Point localization data
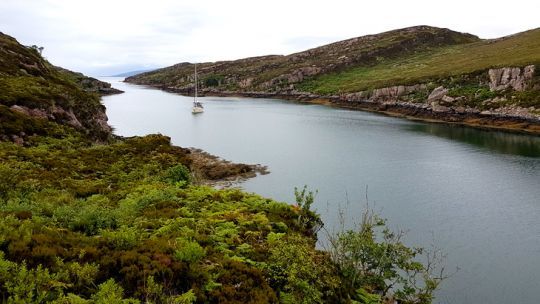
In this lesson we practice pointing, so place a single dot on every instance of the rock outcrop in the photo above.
(45, 95)
(510, 77)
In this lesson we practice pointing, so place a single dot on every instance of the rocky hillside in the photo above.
(34, 93)
(422, 71)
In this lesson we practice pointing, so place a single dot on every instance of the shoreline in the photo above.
(411, 111)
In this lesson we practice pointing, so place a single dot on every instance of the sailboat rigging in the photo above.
(197, 106)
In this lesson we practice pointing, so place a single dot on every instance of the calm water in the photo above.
(476, 193)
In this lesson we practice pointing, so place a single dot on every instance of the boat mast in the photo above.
(195, 98)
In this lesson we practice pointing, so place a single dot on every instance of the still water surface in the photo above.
(476, 193)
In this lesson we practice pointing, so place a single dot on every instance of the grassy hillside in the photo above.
(278, 72)
(422, 55)
(36, 87)
(444, 62)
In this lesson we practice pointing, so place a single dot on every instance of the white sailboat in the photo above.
(197, 106)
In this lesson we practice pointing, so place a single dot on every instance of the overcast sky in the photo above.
(104, 37)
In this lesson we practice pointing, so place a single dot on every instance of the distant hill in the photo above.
(420, 71)
(279, 73)
(132, 73)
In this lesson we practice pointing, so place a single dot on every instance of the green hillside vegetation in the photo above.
(124, 223)
(277, 72)
(93, 218)
(418, 55)
(434, 65)
(27, 80)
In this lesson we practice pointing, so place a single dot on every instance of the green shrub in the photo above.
(188, 251)
(178, 175)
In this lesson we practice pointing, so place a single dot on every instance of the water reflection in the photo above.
(502, 142)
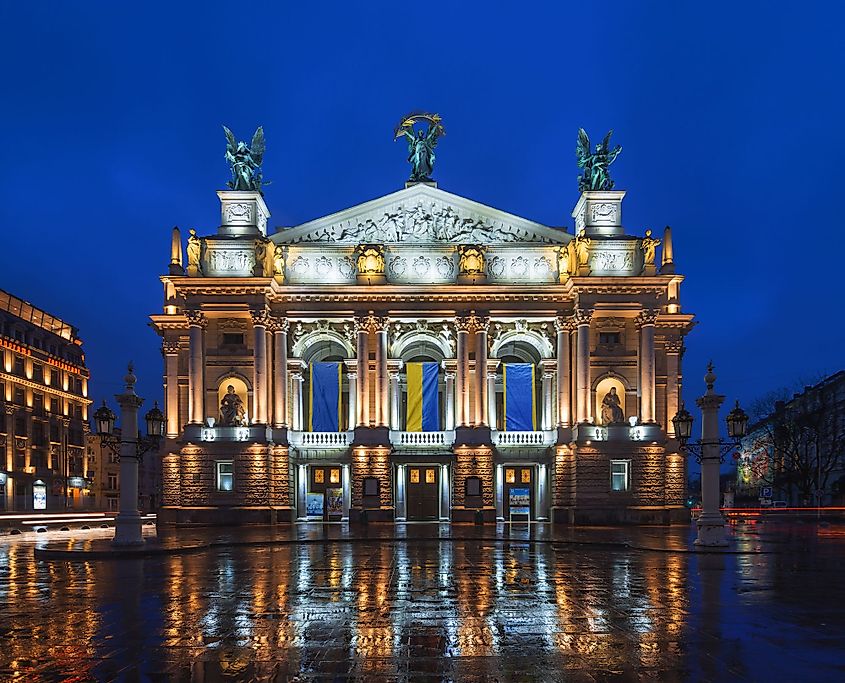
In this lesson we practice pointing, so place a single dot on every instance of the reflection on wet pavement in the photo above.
(429, 609)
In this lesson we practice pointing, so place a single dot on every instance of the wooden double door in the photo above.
(422, 492)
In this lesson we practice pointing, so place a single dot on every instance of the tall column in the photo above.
(645, 323)
(197, 323)
(280, 372)
(449, 422)
(582, 319)
(127, 525)
(674, 347)
(491, 398)
(382, 403)
(548, 376)
(480, 324)
(362, 335)
(394, 401)
(711, 524)
(260, 322)
(170, 351)
(352, 420)
(462, 385)
(563, 326)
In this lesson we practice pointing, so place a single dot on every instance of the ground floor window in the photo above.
(225, 476)
(620, 475)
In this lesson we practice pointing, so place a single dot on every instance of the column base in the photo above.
(127, 530)
(711, 531)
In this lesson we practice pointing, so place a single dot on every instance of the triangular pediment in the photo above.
(421, 214)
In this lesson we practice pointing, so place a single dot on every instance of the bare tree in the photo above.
(798, 444)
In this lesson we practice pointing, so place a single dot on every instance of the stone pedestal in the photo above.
(242, 214)
(599, 213)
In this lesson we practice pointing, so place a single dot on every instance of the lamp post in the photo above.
(130, 448)
(710, 452)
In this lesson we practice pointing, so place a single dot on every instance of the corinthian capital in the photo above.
(463, 323)
(646, 317)
(277, 324)
(260, 318)
(479, 323)
(196, 318)
(582, 316)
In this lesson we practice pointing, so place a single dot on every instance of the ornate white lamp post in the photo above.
(130, 448)
(710, 451)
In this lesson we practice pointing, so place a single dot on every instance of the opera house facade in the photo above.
(422, 356)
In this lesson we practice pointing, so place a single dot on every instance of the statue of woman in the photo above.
(231, 409)
(611, 408)
(194, 251)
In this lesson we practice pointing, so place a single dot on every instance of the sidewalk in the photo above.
(677, 539)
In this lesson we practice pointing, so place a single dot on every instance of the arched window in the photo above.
(517, 351)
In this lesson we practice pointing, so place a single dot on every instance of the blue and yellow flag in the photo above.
(520, 401)
(324, 397)
(423, 404)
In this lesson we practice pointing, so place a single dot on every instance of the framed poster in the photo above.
(334, 501)
(314, 504)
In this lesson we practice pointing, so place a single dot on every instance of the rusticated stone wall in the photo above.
(252, 476)
(473, 462)
(675, 479)
(197, 478)
(281, 477)
(372, 462)
(170, 479)
(564, 477)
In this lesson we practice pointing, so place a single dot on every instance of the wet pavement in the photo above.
(432, 603)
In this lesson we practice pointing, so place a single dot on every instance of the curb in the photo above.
(55, 554)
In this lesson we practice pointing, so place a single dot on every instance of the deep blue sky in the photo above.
(730, 115)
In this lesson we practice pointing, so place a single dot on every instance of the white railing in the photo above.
(320, 439)
(536, 439)
(422, 439)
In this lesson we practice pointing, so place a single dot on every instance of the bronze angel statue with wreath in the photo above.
(420, 145)
(596, 175)
(245, 161)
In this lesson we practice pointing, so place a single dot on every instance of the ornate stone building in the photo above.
(422, 276)
(44, 399)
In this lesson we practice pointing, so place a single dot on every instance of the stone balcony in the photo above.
(423, 440)
(535, 439)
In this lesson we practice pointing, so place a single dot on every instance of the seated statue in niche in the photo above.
(611, 408)
(232, 412)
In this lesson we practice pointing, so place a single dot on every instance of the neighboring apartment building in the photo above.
(44, 400)
(798, 450)
(422, 356)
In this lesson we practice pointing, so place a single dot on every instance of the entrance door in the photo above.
(422, 491)
(519, 493)
(325, 493)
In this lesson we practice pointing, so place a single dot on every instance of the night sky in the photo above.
(730, 115)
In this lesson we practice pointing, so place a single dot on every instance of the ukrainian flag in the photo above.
(324, 397)
(520, 398)
(423, 404)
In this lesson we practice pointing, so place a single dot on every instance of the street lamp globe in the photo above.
(104, 417)
(737, 422)
(155, 422)
(683, 424)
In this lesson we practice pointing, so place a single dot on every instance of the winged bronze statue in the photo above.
(245, 161)
(596, 175)
(420, 144)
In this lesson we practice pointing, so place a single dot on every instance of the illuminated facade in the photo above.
(44, 395)
(422, 276)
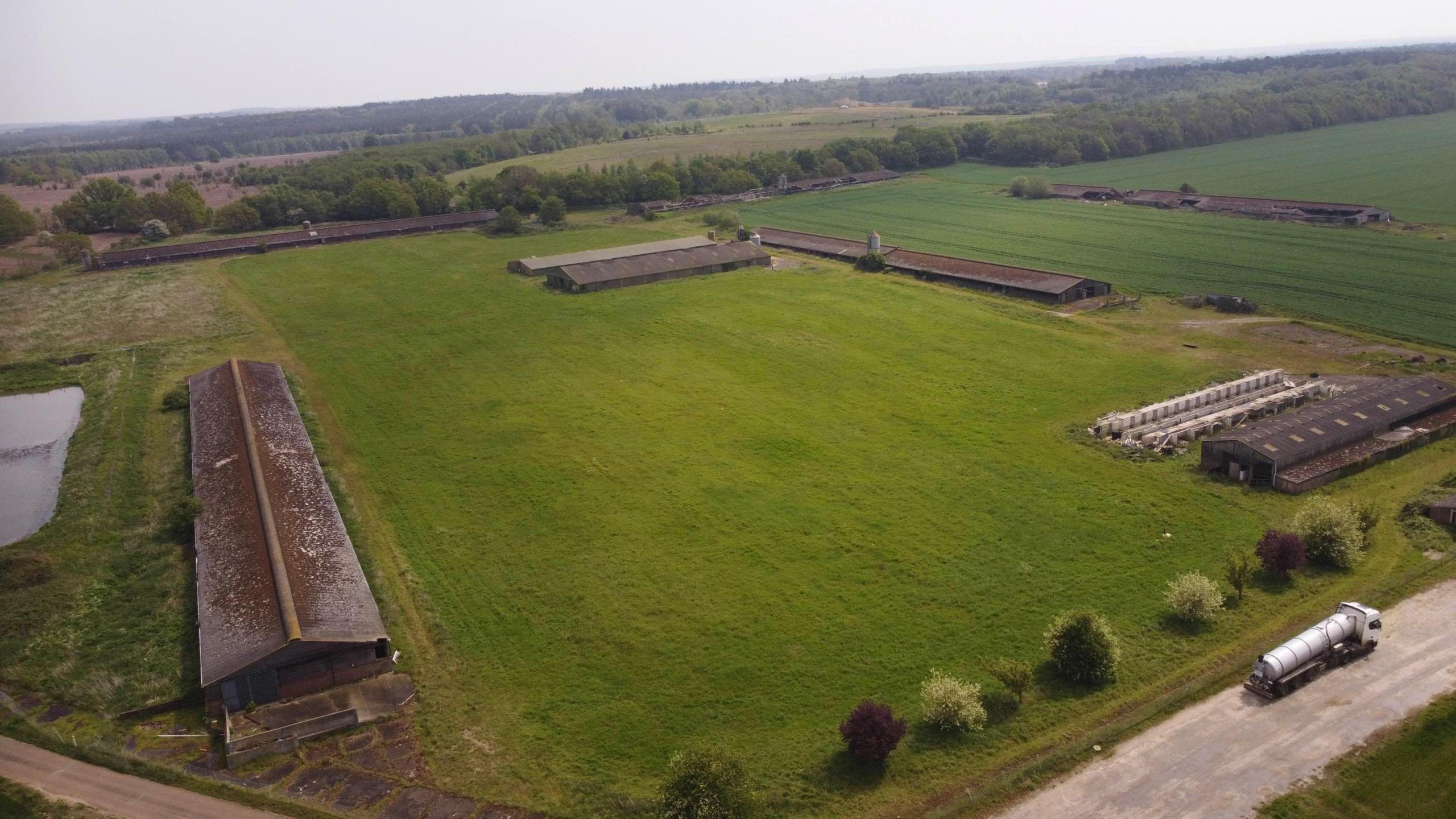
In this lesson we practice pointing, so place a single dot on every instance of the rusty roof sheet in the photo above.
(383, 228)
(605, 254)
(817, 244)
(989, 273)
(666, 261)
(1212, 201)
(1368, 410)
(242, 615)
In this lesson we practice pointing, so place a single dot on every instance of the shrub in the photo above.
(508, 221)
(175, 398)
(554, 212)
(1194, 598)
(706, 784)
(872, 261)
(951, 704)
(871, 732)
(178, 522)
(1037, 188)
(238, 218)
(1331, 531)
(1280, 553)
(723, 219)
(1015, 675)
(155, 231)
(1239, 566)
(71, 245)
(1083, 647)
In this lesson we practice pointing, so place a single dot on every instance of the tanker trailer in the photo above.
(1351, 631)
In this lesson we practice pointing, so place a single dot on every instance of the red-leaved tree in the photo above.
(871, 732)
(1280, 553)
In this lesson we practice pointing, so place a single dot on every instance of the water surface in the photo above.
(34, 432)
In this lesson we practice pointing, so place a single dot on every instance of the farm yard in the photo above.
(743, 135)
(1375, 279)
(1405, 165)
(846, 480)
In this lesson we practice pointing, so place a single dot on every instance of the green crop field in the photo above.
(1405, 774)
(726, 509)
(730, 136)
(1378, 279)
(1405, 165)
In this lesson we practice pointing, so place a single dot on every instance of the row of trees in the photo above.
(105, 205)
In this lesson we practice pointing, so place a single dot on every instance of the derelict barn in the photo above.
(1087, 193)
(1308, 448)
(609, 274)
(158, 254)
(551, 266)
(1007, 280)
(1261, 208)
(283, 605)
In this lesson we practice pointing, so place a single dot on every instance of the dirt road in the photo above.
(133, 797)
(1226, 755)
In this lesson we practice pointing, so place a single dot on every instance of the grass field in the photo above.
(730, 136)
(726, 509)
(1407, 774)
(1405, 165)
(1382, 280)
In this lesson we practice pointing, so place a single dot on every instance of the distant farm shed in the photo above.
(1443, 511)
(1261, 208)
(547, 266)
(1087, 193)
(1308, 448)
(663, 266)
(158, 254)
(283, 607)
(1021, 282)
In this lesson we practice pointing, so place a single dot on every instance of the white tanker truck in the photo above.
(1351, 631)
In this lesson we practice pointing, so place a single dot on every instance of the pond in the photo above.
(34, 433)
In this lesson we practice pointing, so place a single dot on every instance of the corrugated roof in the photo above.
(1360, 413)
(605, 254)
(254, 598)
(1210, 201)
(162, 253)
(666, 261)
(989, 273)
(817, 244)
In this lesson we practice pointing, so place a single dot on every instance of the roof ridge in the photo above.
(280, 570)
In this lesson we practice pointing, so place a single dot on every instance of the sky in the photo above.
(69, 60)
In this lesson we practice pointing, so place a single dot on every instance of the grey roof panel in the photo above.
(664, 261)
(605, 254)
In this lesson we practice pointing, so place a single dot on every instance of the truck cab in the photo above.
(1368, 623)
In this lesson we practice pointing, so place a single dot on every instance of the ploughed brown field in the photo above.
(214, 195)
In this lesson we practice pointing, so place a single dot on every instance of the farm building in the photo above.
(1087, 193)
(1443, 511)
(548, 266)
(607, 274)
(282, 602)
(1308, 448)
(1261, 208)
(832, 247)
(1021, 282)
(158, 254)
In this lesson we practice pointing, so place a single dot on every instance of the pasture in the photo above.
(743, 135)
(1405, 165)
(726, 509)
(1381, 280)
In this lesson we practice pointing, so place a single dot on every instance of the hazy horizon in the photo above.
(336, 55)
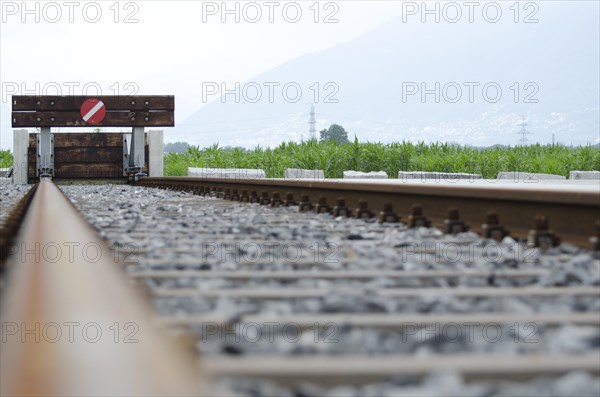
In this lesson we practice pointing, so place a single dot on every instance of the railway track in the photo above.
(275, 300)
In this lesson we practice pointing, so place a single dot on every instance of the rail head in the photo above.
(71, 324)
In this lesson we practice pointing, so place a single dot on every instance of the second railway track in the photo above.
(273, 298)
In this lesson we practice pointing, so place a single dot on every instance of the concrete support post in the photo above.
(45, 164)
(156, 152)
(136, 153)
(20, 146)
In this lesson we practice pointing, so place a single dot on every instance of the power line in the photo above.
(523, 132)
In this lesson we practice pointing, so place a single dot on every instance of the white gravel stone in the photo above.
(528, 176)
(298, 173)
(232, 173)
(586, 175)
(365, 175)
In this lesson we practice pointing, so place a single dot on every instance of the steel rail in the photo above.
(386, 320)
(71, 324)
(572, 215)
(336, 274)
(350, 367)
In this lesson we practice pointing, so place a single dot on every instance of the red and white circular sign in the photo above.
(93, 111)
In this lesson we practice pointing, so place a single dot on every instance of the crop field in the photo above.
(394, 157)
(391, 158)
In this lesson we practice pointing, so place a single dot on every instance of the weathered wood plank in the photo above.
(87, 140)
(389, 320)
(112, 103)
(350, 366)
(88, 155)
(112, 119)
(335, 274)
(291, 293)
(88, 170)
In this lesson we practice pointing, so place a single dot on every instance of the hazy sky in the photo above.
(166, 47)
(173, 47)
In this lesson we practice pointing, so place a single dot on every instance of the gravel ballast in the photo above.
(161, 230)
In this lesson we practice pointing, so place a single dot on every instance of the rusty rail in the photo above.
(71, 325)
(493, 211)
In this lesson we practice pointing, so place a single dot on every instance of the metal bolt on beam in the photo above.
(417, 218)
(388, 215)
(363, 211)
(542, 236)
(305, 204)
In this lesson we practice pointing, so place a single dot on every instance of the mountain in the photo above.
(6, 139)
(555, 62)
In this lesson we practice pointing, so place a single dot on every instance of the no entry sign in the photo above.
(93, 111)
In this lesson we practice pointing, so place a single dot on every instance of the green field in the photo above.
(6, 159)
(391, 158)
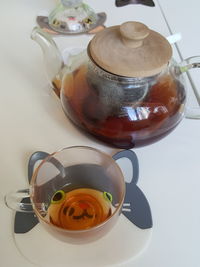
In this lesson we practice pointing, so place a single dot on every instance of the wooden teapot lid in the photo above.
(131, 50)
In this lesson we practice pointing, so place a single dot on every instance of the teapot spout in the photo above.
(52, 57)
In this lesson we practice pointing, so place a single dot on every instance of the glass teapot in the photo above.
(125, 89)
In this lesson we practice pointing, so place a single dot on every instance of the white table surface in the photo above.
(32, 119)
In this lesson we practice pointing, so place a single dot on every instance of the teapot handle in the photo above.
(185, 66)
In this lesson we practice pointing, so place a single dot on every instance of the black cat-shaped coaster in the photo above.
(128, 238)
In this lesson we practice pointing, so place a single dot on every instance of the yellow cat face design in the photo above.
(80, 208)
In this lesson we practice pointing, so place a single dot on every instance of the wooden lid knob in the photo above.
(133, 33)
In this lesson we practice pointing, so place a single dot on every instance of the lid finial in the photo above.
(133, 33)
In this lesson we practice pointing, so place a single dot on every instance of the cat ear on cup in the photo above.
(136, 207)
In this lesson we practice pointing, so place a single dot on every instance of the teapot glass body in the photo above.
(121, 111)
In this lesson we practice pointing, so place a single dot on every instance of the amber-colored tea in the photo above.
(128, 125)
(79, 209)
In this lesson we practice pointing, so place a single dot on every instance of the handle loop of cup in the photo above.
(13, 201)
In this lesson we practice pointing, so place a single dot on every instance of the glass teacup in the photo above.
(77, 194)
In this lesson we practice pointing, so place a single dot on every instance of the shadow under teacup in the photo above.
(76, 193)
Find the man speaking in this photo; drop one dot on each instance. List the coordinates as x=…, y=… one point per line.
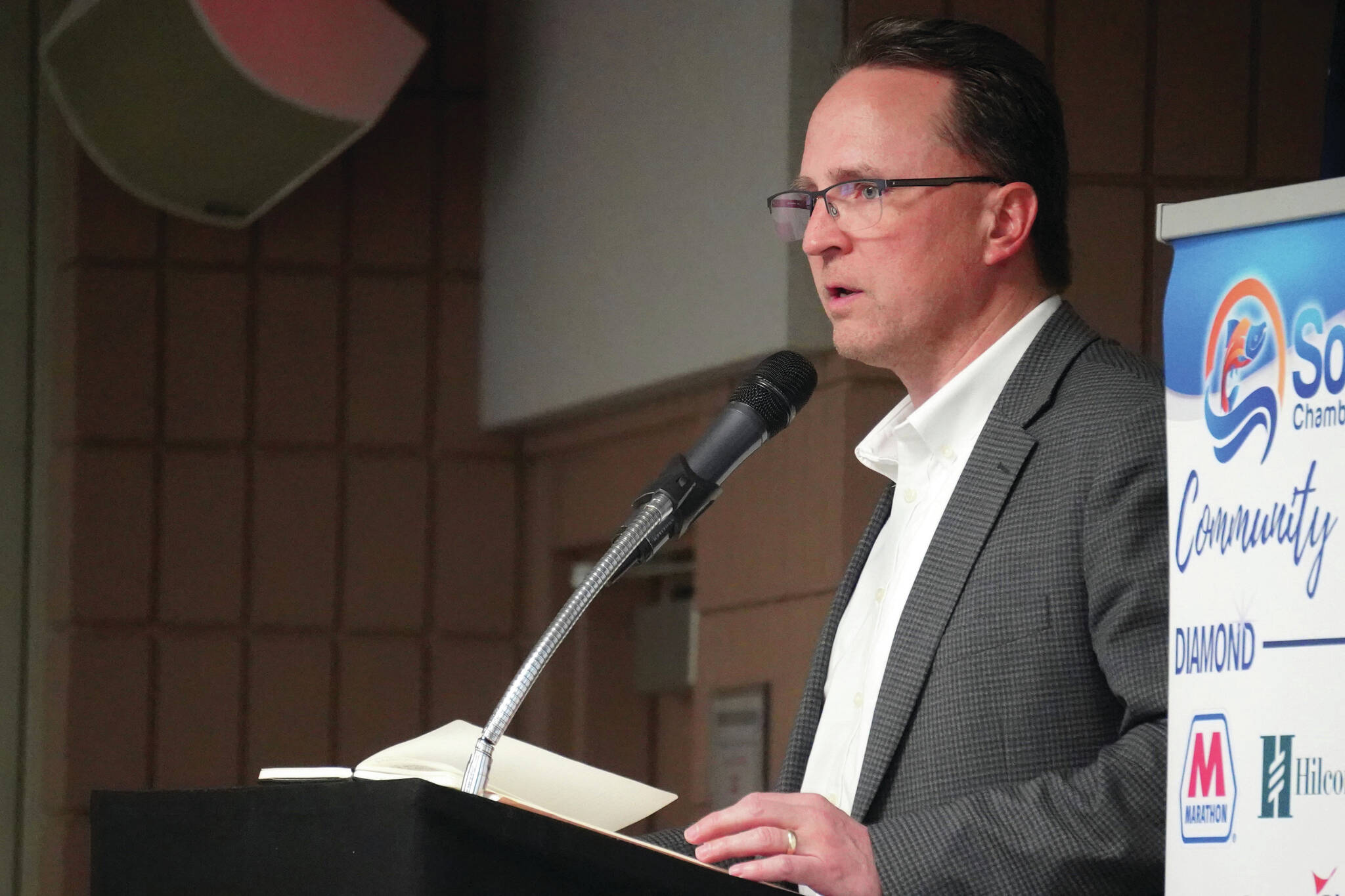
x=986, y=708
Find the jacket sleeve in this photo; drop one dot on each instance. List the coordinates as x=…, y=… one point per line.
x=1098, y=828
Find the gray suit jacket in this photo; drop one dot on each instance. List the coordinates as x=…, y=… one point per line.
x=1019, y=743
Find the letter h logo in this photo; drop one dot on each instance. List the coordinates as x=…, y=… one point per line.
x=1275, y=762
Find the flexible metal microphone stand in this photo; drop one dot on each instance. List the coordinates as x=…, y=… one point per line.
x=655, y=515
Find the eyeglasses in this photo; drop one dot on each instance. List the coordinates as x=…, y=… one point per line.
x=853, y=205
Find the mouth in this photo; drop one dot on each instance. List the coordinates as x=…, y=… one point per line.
x=841, y=293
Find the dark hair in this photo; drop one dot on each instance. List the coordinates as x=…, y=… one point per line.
x=1005, y=113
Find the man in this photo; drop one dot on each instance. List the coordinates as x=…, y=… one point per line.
x=986, y=710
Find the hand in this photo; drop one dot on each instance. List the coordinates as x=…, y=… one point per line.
x=833, y=855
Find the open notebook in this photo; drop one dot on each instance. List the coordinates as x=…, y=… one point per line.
x=521, y=773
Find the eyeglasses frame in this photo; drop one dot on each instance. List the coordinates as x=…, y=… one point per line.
x=885, y=184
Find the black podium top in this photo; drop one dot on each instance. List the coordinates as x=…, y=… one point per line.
x=366, y=837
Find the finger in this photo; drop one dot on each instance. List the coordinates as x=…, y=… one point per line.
x=791, y=868
x=758, y=842
x=753, y=811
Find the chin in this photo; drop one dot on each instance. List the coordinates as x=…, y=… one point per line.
x=856, y=349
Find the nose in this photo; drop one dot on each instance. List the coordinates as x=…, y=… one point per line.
x=822, y=234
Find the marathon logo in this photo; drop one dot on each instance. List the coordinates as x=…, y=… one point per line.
x=1208, y=788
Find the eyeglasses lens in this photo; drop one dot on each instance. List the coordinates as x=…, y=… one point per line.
x=791, y=213
x=853, y=206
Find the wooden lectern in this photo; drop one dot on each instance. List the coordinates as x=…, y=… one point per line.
x=365, y=839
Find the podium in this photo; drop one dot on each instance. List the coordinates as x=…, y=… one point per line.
x=363, y=839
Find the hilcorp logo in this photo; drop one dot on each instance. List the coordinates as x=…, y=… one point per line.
x=1283, y=777
x=1208, y=788
x=1238, y=345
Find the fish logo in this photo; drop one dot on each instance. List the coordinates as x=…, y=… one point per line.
x=1247, y=335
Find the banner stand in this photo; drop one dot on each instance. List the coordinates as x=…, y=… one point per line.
x=1254, y=349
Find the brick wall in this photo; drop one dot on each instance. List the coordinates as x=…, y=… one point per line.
x=290, y=542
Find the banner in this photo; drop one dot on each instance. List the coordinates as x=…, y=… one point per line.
x=1254, y=335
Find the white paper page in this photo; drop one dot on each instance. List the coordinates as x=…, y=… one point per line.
x=526, y=774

Instructions to follow. Which lines run from the one containing "Find the white" to the end of the entries above? Quote exactly those, and only those.

Output for this task.
Find the white paper page in this photo; drop one dot on each instance. List the coordinates as x=…, y=… one point per line.
x=526, y=774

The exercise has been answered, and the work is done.